Available data Block Start

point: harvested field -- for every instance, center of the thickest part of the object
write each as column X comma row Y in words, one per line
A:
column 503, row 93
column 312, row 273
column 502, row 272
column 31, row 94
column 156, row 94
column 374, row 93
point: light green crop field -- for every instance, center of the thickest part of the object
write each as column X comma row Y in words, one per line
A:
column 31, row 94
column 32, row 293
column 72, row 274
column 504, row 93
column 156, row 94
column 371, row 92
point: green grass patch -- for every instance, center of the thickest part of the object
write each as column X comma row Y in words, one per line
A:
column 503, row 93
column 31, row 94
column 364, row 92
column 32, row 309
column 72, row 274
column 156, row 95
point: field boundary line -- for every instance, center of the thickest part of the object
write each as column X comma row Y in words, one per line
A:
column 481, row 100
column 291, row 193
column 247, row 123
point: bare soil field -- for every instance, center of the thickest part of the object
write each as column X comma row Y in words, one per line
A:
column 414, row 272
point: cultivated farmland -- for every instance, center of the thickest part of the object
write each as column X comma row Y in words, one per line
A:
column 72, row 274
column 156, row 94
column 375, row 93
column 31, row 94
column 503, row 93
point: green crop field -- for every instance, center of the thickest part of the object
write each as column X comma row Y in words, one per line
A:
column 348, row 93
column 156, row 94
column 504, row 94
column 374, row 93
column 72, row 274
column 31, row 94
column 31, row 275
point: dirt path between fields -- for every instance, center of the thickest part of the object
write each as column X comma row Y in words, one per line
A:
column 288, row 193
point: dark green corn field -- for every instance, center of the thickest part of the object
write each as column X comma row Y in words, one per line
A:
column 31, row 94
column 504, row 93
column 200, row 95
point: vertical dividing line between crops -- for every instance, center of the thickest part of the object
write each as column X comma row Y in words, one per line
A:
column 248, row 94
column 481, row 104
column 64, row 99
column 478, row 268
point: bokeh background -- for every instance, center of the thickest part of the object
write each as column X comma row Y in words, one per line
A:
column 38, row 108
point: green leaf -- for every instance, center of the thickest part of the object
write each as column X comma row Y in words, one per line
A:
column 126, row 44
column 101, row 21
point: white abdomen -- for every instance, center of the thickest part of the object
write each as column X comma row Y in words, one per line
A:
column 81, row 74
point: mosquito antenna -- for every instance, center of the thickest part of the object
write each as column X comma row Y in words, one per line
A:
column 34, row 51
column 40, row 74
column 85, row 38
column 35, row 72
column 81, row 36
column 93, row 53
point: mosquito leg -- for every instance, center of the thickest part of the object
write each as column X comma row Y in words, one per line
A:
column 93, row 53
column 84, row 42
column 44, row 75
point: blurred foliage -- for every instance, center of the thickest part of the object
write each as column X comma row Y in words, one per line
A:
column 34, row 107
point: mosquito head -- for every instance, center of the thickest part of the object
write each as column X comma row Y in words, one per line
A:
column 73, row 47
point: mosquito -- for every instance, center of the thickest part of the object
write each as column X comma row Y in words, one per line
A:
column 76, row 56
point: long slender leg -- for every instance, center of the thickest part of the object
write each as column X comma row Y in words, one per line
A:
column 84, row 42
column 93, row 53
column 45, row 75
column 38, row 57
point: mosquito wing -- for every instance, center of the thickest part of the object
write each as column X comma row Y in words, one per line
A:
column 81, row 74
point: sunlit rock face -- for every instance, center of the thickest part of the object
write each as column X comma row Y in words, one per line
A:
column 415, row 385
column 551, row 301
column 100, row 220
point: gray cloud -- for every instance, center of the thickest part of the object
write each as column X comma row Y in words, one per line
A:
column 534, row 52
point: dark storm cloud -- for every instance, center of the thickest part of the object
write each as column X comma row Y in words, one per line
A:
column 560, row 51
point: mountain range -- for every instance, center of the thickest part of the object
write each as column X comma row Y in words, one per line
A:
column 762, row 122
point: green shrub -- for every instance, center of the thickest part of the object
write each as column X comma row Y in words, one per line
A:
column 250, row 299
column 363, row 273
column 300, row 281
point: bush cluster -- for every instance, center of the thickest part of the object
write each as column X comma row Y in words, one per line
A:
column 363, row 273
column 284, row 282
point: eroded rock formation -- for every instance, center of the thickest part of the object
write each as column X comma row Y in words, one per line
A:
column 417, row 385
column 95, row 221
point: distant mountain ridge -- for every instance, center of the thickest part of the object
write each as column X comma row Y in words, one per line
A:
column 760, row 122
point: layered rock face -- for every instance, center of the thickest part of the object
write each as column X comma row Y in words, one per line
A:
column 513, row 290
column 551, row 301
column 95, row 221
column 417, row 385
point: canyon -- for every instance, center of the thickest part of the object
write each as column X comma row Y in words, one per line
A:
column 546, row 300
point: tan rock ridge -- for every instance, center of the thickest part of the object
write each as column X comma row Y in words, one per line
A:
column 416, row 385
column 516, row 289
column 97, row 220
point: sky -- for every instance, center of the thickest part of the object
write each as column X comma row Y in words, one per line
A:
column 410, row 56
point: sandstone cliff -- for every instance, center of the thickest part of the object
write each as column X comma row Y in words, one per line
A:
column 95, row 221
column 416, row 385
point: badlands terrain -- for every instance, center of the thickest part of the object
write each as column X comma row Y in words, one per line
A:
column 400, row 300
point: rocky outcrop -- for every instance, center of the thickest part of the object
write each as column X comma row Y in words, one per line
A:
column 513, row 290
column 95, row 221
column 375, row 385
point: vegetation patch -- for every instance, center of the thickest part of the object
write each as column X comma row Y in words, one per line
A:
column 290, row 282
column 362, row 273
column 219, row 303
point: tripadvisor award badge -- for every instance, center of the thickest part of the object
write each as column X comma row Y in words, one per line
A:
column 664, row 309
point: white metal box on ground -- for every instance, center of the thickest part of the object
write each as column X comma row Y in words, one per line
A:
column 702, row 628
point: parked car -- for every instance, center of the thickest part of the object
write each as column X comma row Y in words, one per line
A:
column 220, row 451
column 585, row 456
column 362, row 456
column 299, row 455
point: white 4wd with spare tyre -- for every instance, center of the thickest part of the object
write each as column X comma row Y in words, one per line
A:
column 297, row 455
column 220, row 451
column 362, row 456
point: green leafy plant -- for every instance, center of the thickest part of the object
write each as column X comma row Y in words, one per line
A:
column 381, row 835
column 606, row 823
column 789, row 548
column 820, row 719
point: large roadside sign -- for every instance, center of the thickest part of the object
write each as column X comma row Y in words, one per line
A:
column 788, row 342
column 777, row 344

Available data Block End

Exercise goal: The material is to be written out once more, exactly and in full.

Output of the task:
point: harvested field -- for every instance, center of the thickest part of the object
write each as column X comma row Y in words, one per line
A:
column 503, row 93
column 312, row 273
column 502, row 272
column 31, row 94
column 156, row 94
column 374, row 93
point: light green crop field -- for every instance, center of the thickest part of the object
write each as column X comma row Y in words, one per line
A:
column 31, row 94
column 32, row 293
column 72, row 274
column 504, row 93
column 156, row 94
column 371, row 92
point: green grass patch -- for every instance, center of the thickest part of the object
write each as column X comma row Y in words, one per line
A:
column 503, row 93
column 31, row 94
column 364, row 92
column 32, row 309
column 72, row 274
column 156, row 95
point: field boundary line -- for every instance, center of the thickest part of the object
write each as column X comma row Y in words, one per line
A:
column 481, row 100
column 291, row 193
column 247, row 123
point: bare soil field -- for every instance, center of the thickest part of the object
write each as column X comma row Y in words, one per line
A:
column 414, row 272
point: cultivated farmland -- for every instance, center of the thickest part of the object
write each as column X comma row Y in words, one per line
A:
column 72, row 274
column 156, row 94
column 375, row 93
column 31, row 94
column 503, row 93
point: green crop field -- for every instance, center of the thickest part of the object
write each as column X comma row Y in words, one per line
A:
column 348, row 93
column 156, row 94
column 504, row 94
column 374, row 93
column 72, row 274
column 31, row 94
column 31, row 275
point: dirt path between fields -- for every instance, center of the thickest part of the object
write each as column X comma row Y in words, one per line
A:
column 288, row 193
point: dark green corn field -- for every instance, center of the thickest part of the object
write each as column X comma row Y in words, one per line
A:
column 31, row 94
column 504, row 93
column 200, row 95
point: vertical dividing line between crops -- for every instance, center of the thickest part of the object
write each as column X comma row Y in words, one per line
A:
column 248, row 94
column 481, row 104
column 64, row 99
column 478, row 268
point: bokeh background -- for every instance, center of the thickest part of the object
write each as column X comma row Y in words, one per line
A:
column 38, row 108
point: green leaf -- for every instance, center of the thickest part of the object
write each as column X comma row Y in words, one per line
A:
column 126, row 44
column 101, row 21
point: white abdomen -- for every instance, center of the thickest part of the object
write each as column X comma row Y in words, one per line
A:
column 81, row 74
point: mosquito antenna -- for every instance, center of the thickest part of the object
write each as column X comma row Y in words, one per line
A:
column 34, row 51
column 40, row 74
column 85, row 38
column 35, row 72
column 81, row 36
column 93, row 53
point: mosquito leg -- for every instance, center of the thickest part of the object
write each as column X comma row Y in words, one per line
A:
column 93, row 53
column 84, row 42
column 44, row 75
point: blurred foliage -- for every instance, center of the thickest part of the object
write each as column X comma row Y in words, one per line
A:
column 34, row 107
point: mosquito head -- for every instance, center of the thickest part of the object
write each as column X comma row Y in words, one per line
A:
column 73, row 47
point: mosquito -- for every instance, center of the thickest part of the object
write each as column X comma row Y in words, one per line
A:
column 76, row 56
point: long slender leg -- for every instance, center of the thickest part of the object
write each as column X comma row Y in words, one per line
A:
column 84, row 42
column 93, row 53
column 45, row 75
column 38, row 57
point: mosquito wing -- for every instance, center of the thickest part of the object
write each as column X comma row Y in words, one per line
A:
column 81, row 74
point: sunlit rock face -- for every instance, center of the thickest part of the object
write each as column X comma row Y in words, one per line
A:
column 415, row 385
column 551, row 301
column 100, row 220
point: gray cloud -- for every instance, center of the thickest part of the object
write each as column X comma row Y in words, one per line
A:
column 534, row 52
point: dark storm cloud -- for every instance, center of the thickest part of the object
write each as column X comma row Y in words, one per line
A:
column 560, row 51
point: mountain range -- for every instance, center of the thickest part of the object
write each as column X comma row Y in words, one per line
A:
column 762, row 122
point: green shrub -- for every instance, center of the thickest part of the object
write each as column X comma row Y in words, one per line
A:
column 250, row 299
column 363, row 273
column 300, row 281
point: bush cluster -- for every instance, center of the thickest part of the object
write each as column X comma row Y in words, one per line
A:
column 363, row 273
column 284, row 282
point: eroded rock formation -- for every instance, center of the thickest part of the object
write each as column X comma row Y in words, one per line
A:
column 417, row 385
column 95, row 221
point: distant mountain ridge -- for every instance, center of the thickest part of the object
write each as column X comma row Y in words, one per line
A:
column 760, row 122
point: layered rock face -- for every instance, center of the thickest part of the object
write each as column X comma row Y in words, one per line
A:
column 513, row 290
column 551, row 301
column 95, row 221
column 417, row 385
point: canyon -- for every instance, center of the thickest part of the object
write each as column X comma row Y in words, one per line
A:
column 546, row 300
point: tan rock ridge -- for every instance, center of the thickest part of the object
write each as column X comma row Y in words, one per line
A:
column 416, row 385
column 516, row 289
column 97, row 220
point: sky -- for every instance, center of the thickest part of the object
write each as column X comma row Y in words, one per line
A:
column 410, row 56
point: sandstone cliff -- for every instance, center of the thickest part of the object
write each as column X comma row Y in words, one per line
A:
column 95, row 221
column 416, row 385
point: badlands terrain -- for every instance, center of the thickest part of the object
write each as column X comma row Y in words, one per line
A:
column 400, row 300
point: rocky outcrop -- for every instance, center of the thickest part of the object
write each as column X comma row Y in words, one per line
A:
column 513, row 290
column 95, row 221
column 375, row 385
point: vegetation patch -- for every instance, center of the thickest part of the object
write each as column X comma row Y in words, one per line
A:
column 290, row 282
column 362, row 273
column 219, row 303
point: tripadvisor award badge -- for every instance, center of the thickest part of the object
write each as column X comma row Y in words, one per line
A:
column 664, row 309
point: white metal box on ground -- for every instance, center of the thickest part of the object
write each as column X comma row Y in words, one per line
A:
column 702, row 628
point: parked car -- for every instance, center of the thickest part of the object
write each as column X comma row Y in words, one per line
A:
column 220, row 451
column 585, row 456
column 362, row 456
column 299, row 455
point: white 4wd with spare tyre -- for every instance, center of the thickest part of the object
write each as column X comma row Y in words, one per line
A:
column 297, row 455
column 220, row 451
column 362, row 456
point: green leafy plant -- for every instance, center of the thickest part of the object
write each as column X comma row Y in words, one per line
A:
column 381, row 835
column 606, row 823
column 789, row 548
column 820, row 719
point: large roadside sign -- for every instance, center of the thickest part of the object
write each as column X comma row Y in words, one per line
A:
column 788, row 342
column 777, row 344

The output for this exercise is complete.